▶ _BREVE COMPITO 1_:
Elenca le attività che, secondo il testo sull'editoria in Tunisia, i giovani scrittori tunisini svolgono nei gruppi e nei canali su Facebook e YouTube.
▶ _BREVE COMPITO 2_:
Scrivi la parte successiva del testo sull'editoria in Tunisia, ripartendo subito dopo la sua ultima frase.

▶ _TESTO FORNITO_:
Una nuova casa editrice, Pop Libris Editions, è nata recentemente in Tunisia; sin dal titolo i fondatori hanno voluto mettere l’accento sul tipo di libri che avrebbero voluto pubblicare e sullo scopo della loro avventura, puntare su una letteratura popolare, e di genere, nel tentativo di riavvicinare le persone alla lettura.
La crisi dell’editoria è fortemente sentita in Tunisia, un Paese in cui la maggior parte delle persone legge i giornali, ma in cui, pochi, leggono e acquistano libri, dunque, pochi lettori, ma anche pochi libri pubblicati. Coloro che hanno una bassa scolarizzazione hanno una sorta di complesso d’inferiorità nei confronti dei lettori, ma è anche vero che la ragione per cui la lettura sia praticata solo da una minima fascia della popolazione è da ricercarsi anche altrove. Il libro resta un oggetto costoso che rappresenta una piccola parte del mercato, la maggior parte dei volumi è, infatti, pubblicata all’estero, ma c’è anche da considerare che le librerie sono solo una trentina in tutto il Paese, e quasi tutte si trovano a Tunisi. I giovanissimi tuttavia hanno trovato un nuovo modo per avvicinarsi alla lettura, creando club letterari che si sono moltiplicati anche sui social; su Facebook e YouTube sono sempre più frequenti gruppi e canali in cui i giovani scrittori tunisini discutono di libri, fanno critica letteraria e indirizzano i nuovi autori verso nuove case editrici, lontane dai canali classici.
La rivoluzione del gennaio 2011 ha attuato un forte cambiamento nel panorama letterario tunisino, la libertà di parola ha fatto sì che saggi di riflessione politica, analisi sociali e molti manoscritti, dimenticati in un cassetto per paura della censura, venissero finalmente stampati. L’editoria tunisina ha così visto la pubblicazione di moltissimi saggi di natura politica e di riflessioni sulle condizioni del Paese pre e post rivoluzione, avviando, anche sul piano editoriale, una piccola ma significativa primavera. In effetti, si può dire che, in Tunisia, la rivoluzione abbia invaso il mercato letterario divenendo protagonista nei libri; questa rinata libertà d’espressione ha penalizzato fortemente la pubblicazione di romanzi, prediligendo la forma saggistica.

▶ _MATERIALE FORNITO_:
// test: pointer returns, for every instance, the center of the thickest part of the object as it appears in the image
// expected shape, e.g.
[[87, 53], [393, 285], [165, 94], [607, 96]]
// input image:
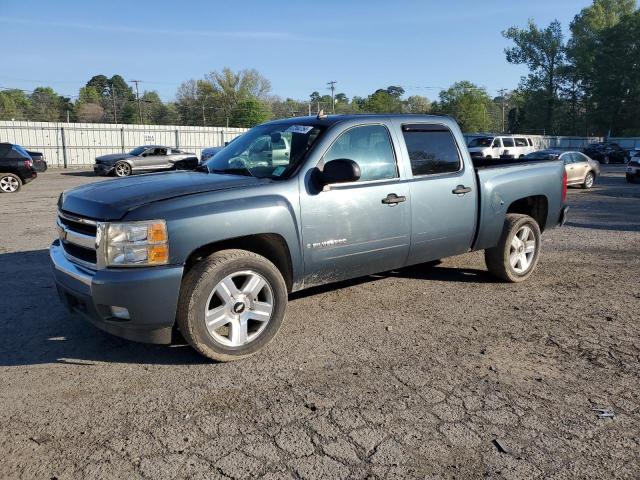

▶ _ESITO DELL'ESERCIZIO 1_:
- Discutono di libri.
- Fanno critica letteraria.
- Indirizzano i nuovi autori verso nuove case editrici, lontane dai canali classici.

▶ _ESITO DELL'ESERCIZIO 2_:
Possiamo anche notare che, se da una parte, in Tunisia, vi era una forte tradizione poetica e letteraria, dall’altra vi è sempre stato quasi un rifiuto per una letteratura popolare, di genere, considerata quasi come non degna di emergere o addirittura di nascere. L’editoria e la letteratura tunisina, ad ogni modo, negli ultimi anni, stanno facendo emergere, nell’ambito di una letteratura che si svincola sempre più dalla categoria di “francofonia”, nuovi giovani autori interessanti e nuove case editrici.
Questi nuovi autori sono il frutto di un’eredità multiculturale, scrivono in arabo e in francese, portando con loro un incredibile e vasto patrimonio di influenze, che proviene dalla cultura punica e berbera, romana, ebraica e arabo-musulmana, francese, ma anche italiana. Basti pensare che La Goulette viene ancora oggi soprannominata “la petite Sicile”, poiché, come è noto, sin dalla metà dell’Ottocento, fu popolata da una consistente comunità italiana, perlopiù di origine siciliana. La letteratura non può che risentire di questo crocevia di culture e tradizioni, unico nel Mediterraneo, che rende la Tunisia una sintesi tra Oriente e Occidente, senza il peso di fratture, come ad esempio in Algeria, per quanto riguarda la questione della scelta, tra l’arabo e il francese, come lingua letteraria.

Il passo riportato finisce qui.